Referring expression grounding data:
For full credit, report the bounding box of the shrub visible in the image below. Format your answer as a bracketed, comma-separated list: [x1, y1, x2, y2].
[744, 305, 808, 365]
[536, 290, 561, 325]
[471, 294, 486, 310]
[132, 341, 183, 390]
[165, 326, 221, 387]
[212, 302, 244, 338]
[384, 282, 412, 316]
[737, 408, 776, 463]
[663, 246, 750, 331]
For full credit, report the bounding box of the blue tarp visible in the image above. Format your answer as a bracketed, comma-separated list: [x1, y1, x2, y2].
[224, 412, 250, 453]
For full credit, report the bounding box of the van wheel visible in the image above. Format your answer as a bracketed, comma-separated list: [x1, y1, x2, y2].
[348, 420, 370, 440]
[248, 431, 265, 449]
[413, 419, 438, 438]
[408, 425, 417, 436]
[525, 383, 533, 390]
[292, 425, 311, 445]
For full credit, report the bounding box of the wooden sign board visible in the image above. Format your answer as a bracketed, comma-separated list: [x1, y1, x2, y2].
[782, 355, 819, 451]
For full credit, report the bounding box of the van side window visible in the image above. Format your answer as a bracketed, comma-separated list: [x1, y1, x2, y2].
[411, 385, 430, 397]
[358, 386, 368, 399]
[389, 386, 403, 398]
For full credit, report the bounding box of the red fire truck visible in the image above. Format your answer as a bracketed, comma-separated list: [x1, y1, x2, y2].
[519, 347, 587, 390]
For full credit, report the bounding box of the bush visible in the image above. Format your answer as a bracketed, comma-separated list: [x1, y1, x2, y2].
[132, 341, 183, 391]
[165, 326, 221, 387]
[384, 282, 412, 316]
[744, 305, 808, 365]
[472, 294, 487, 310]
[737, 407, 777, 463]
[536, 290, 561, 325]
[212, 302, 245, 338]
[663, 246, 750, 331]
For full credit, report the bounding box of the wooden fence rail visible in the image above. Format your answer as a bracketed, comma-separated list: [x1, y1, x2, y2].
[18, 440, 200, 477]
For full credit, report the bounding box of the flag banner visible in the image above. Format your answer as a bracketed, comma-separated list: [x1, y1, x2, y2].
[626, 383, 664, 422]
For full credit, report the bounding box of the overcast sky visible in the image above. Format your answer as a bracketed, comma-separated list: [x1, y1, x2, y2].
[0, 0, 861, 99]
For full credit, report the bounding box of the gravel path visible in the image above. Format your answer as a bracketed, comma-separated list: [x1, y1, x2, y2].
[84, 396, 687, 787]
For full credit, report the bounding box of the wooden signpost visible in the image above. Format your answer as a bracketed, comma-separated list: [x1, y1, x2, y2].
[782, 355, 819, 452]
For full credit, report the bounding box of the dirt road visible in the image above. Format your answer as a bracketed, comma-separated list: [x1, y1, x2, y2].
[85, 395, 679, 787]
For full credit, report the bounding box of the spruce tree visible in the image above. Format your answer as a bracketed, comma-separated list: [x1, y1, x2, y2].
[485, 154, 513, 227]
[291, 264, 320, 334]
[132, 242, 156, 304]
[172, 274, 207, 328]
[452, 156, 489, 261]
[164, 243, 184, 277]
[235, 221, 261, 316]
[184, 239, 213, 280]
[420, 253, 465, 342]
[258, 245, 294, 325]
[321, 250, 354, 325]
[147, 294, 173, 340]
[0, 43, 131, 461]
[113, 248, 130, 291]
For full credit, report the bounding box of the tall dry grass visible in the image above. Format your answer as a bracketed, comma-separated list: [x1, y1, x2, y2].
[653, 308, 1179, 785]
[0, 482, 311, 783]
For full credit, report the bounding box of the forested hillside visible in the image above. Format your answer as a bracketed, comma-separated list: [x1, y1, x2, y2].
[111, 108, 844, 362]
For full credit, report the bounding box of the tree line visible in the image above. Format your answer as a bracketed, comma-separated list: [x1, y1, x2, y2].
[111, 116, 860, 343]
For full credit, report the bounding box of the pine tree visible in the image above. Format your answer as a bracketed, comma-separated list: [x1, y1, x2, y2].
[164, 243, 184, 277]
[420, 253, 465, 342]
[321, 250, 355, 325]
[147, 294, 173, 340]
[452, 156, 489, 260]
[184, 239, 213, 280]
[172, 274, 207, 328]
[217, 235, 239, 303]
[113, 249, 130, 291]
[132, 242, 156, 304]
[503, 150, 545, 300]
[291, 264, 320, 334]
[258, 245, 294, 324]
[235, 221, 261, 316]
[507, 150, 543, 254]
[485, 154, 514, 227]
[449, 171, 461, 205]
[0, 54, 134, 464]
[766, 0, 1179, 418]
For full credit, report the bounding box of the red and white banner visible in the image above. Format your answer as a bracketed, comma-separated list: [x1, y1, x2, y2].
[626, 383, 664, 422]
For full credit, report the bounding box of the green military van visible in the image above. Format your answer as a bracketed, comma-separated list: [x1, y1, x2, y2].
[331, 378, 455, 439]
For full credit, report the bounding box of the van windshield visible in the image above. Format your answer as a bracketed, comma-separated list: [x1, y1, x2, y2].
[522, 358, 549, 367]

:: Work to be completed ::
Every line of the data must be written out again word for word.

:: The answer ::
For full credit, report the bounding box of the shrub visible in the image below. Format your answer as a bracketed, comma-separated list: [x1, y1, x2, y2].
[744, 305, 808, 365]
[536, 290, 561, 325]
[471, 294, 486, 310]
[132, 341, 183, 390]
[165, 326, 221, 387]
[212, 302, 244, 338]
[384, 282, 412, 316]
[737, 408, 776, 463]
[663, 246, 750, 331]
For full credit, report the bounding box of the blue tarp visible in the image above. Format your answer as a bracketed, comma-separated list: [x1, y1, x2, y2].
[224, 412, 250, 453]
For full credit, report the bounding box of the van wheel visible in the image above. Format your answer as a bracketed, comma-separated list: [x1, y1, x2, y2].
[348, 420, 370, 440]
[248, 431, 265, 449]
[413, 419, 438, 438]
[408, 425, 417, 436]
[525, 383, 533, 390]
[292, 425, 311, 445]
For full credit, report the bounding box of the wooden sign board visible in the image above. Format your answer as a bracketed, comma-separated list: [x1, y1, x2, y2].
[782, 355, 819, 451]
For full credit, report the bounding box of the van side window visible in the image above. Format your answer as a bracketed, comma-separated list: [x1, y1, x2, y2].
[411, 385, 430, 397]
[358, 386, 368, 399]
[389, 386, 403, 398]
For full credit, report the bounding box of the red fire truck visible in the image above. Format your answer as a bracketed, comma-separated list: [x1, y1, x2, y2].
[519, 347, 587, 390]
For full credit, report the bounding box of the bush visible in the image above. Format your answer as a bracketed, comma-separated list: [x1, y1, x2, y2].
[132, 341, 183, 391]
[165, 326, 221, 387]
[384, 282, 412, 316]
[744, 305, 808, 365]
[472, 294, 487, 310]
[737, 407, 777, 463]
[536, 290, 561, 325]
[212, 302, 245, 338]
[663, 246, 750, 331]
For full credit, report the bounding box of the wooden fence rail visible in the image above. Format your answer as a bracketed, comma-separated list: [x1, y1, x2, y2].
[18, 440, 200, 477]
For full credit, report the bounding box of the flag banner visible in the image above. Format your answer as a bracketed, comma-separated list: [x1, y1, x2, y2].
[626, 383, 664, 422]
For full credit, report the bounding box of the overcast sky visible in the image above. Format your answer as a bracketed, comma-separated list: [x1, y1, x2, y2].
[0, 0, 861, 99]
For full credit, report the bounding box of the gravel path visible in the image above. Format your answer as a bracketed, comma-separated list: [x1, y1, x2, y2].
[84, 396, 687, 787]
For full credit, report the bounding box of the wooden signpost visible in the image above. Format your answer as a bracketed, comma-separated list: [x1, y1, x2, y2].
[782, 355, 819, 452]
For full credit, report the bounding box of the dirt road visible in the image above. Format your answer as a bracketed, comma-separated list: [x1, y1, x2, y2].
[85, 395, 679, 787]
For full credit, report the bounding box of the spruce tree visible in the image above. Format your answer as a bracketed, comma-separated list: [x1, y1, x2, y2].
[485, 154, 513, 227]
[291, 264, 320, 334]
[132, 242, 156, 304]
[172, 274, 207, 328]
[452, 156, 489, 261]
[164, 243, 184, 277]
[235, 221, 261, 316]
[184, 239, 213, 280]
[420, 253, 465, 342]
[258, 245, 294, 325]
[321, 250, 354, 325]
[147, 294, 173, 340]
[0, 43, 131, 461]
[113, 248, 130, 291]
For full credit, report the bounding box of the tall dry grass visible in the image above. Format your answer as a bracketed, comma-separated list: [x1, y1, x2, y2].
[653, 308, 1179, 785]
[0, 482, 311, 783]
For full credit, report the bounding box of the forested hillside visible in the image above. Format your answer as a bracketed, comma-separated list: [x1, y1, x2, y2].
[111, 108, 844, 362]
For full credit, report the bounding box of the tree line visible in the image above. Format your answer as a bracketed, comma-separated list: [x1, y1, x2, y2].
[111, 116, 860, 343]
For full credit, report the bounding box of the pine tree visible in the image above. Format your answer as a bracketed, comma-separated list: [x1, y1, x2, y2].
[164, 243, 184, 277]
[420, 253, 465, 342]
[321, 250, 355, 325]
[147, 294, 173, 340]
[452, 156, 489, 260]
[184, 239, 213, 280]
[172, 274, 207, 328]
[217, 235, 239, 303]
[113, 249, 130, 291]
[132, 242, 156, 304]
[503, 150, 545, 300]
[291, 264, 320, 334]
[258, 245, 294, 324]
[235, 221, 261, 316]
[507, 150, 543, 254]
[485, 154, 514, 227]
[449, 171, 461, 205]
[0, 54, 134, 464]
[766, 0, 1179, 418]
For full credit, report the bounding box of the red and white banner visible in the image above. Format your answer as a bracketed, comma-separated list: [x1, y1, x2, y2].
[626, 383, 664, 422]
For full credit, report the bounding box of the green military van visible in the image above. Format your answer as a bracketed, comma-separated list: [x1, y1, x2, y2].
[331, 378, 455, 439]
For full credit, report the bounding box of the van windshield visible in the image above. Format your answer as a bracketed, comma-separated list: [x1, y1, x2, y2].
[522, 358, 549, 367]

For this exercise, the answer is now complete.